PROBLEM DETAILS: Extract every one of the lines below and reproduce each one verbatim.

Dataset excerpt:
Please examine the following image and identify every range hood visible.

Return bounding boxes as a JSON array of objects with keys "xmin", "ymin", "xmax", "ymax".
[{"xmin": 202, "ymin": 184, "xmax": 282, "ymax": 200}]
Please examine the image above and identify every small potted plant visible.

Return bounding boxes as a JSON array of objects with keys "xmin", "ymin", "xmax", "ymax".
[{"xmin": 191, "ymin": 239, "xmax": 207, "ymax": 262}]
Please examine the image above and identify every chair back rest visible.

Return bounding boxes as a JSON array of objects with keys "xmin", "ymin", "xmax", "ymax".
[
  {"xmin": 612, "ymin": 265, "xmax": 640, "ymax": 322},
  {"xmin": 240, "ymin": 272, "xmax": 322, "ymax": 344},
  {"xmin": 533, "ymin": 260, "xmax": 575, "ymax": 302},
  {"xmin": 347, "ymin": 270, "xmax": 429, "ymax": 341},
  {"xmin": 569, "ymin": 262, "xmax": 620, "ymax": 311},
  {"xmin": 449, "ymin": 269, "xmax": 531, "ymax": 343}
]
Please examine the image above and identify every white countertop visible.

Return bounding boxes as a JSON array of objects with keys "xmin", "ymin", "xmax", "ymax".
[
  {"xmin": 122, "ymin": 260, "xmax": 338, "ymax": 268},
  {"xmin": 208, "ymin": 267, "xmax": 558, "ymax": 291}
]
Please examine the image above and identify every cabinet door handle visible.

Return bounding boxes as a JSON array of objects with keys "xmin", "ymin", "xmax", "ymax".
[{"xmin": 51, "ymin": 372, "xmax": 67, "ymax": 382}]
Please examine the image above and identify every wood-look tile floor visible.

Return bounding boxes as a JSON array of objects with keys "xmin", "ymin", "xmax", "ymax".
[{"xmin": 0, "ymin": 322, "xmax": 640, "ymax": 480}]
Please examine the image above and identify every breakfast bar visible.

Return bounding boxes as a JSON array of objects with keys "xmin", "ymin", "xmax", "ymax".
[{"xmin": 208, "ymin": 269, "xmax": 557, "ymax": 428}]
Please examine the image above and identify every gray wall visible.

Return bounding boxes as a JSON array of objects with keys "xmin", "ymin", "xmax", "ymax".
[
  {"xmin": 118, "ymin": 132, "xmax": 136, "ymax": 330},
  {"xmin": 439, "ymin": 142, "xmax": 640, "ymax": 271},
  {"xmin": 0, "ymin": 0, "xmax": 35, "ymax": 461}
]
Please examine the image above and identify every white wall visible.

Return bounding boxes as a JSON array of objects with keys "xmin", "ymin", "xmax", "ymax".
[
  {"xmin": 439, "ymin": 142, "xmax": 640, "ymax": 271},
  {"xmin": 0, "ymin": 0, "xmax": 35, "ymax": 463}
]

SOLUTION:
Please examine the following image and identify every range hood visible.

Return bounding boxes as a JSON array of objects with keys "xmin", "ymin", "xmax", "ymax".
[{"xmin": 202, "ymin": 184, "xmax": 282, "ymax": 200}]
Please examine the image above and identify every small potted plant visible.

Return bounding boxes as a JSON array of objects with keys "xmin", "ymin", "xmax", "ymax".
[{"xmin": 191, "ymin": 239, "xmax": 207, "ymax": 262}]
Please examine the image above and identify every chair back rest visible.

Return bounding boxes as a JSON array of objects with keys "xmin", "ymin", "xmax", "ymax".
[
  {"xmin": 612, "ymin": 265, "xmax": 640, "ymax": 322},
  {"xmin": 240, "ymin": 272, "xmax": 322, "ymax": 344},
  {"xmin": 533, "ymin": 260, "xmax": 575, "ymax": 302},
  {"xmin": 347, "ymin": 270, "xmax": 429, "ymax": 341},
  {"xmin": 569, "ymin": 262, "xmax": 620, "ymax": 311},
  {"xmin": 449, "ymin": 269, "xmax": 531, "ymax": 343}
]
Please examine the image above and identify every white countertop visible.

Return bounding boxes as a JSON array of objects with keys "xmin", "ymin", "xmax", "ymax".
[
  {"xmin": 122, "ymin": 260, "xmax": 338, "ymax": 268},
  {"xmin": 208, "ymin": 267, "xmax": 558, "ymax": 291}
]
Please examine the image above and identify every cabinet door handle visible.

Return bounding boxes as a JSON array of objects with keys "xmin", "ymin", "xmax", "ymax".
[{"xmin": 51, "ymin": 372, "xmax": 67, "ymax": 382}]
Please examine the image above and identify every wood-look tile floor visible.

Return bounding boxes as a JSON array of objects with keys "xmin", "ymin", "xmax", "ymax".
[{"xmin": 0, "ymin": 322, "xmax": 640, "ymax": 480}]
Please examine the image above and identify every breakfast bar visible.

Return bounding boxes as a JSON array of objects with keys "xmin", "ymin", "xmax", "ymax".
[{"xmin": 208, "ymin": 269, "xmax": 557, "ymax": 428}]
Please examine the image above and identify every gray wall visible.

Return bounding boxes as a JSON array of objects with keys "xmin", "ymin", "xmax", "ymax".
[
  {"xmin": 118, "ymin": 132, "xmax": 136, "ymax": 330},
  {"xmin": 439, "ymin": 142, "xmax": 640, "ymax": 271},
  {"xmin": 0, "ymin": 0, "xmax": 35, "ymax": 461}
]
Please examine the image above and identify every white wall visible.

Return bounding boxes as a JSON array of objects with keys "xmin", "ymin", "xmax", "ymax".
[
  {"xmin": 439, "ymin": 142, "xmax": 640, "ymax": 271},
  {"xmin": 0, "ymin": 0, "xmax": 35, "ymax": 463}
]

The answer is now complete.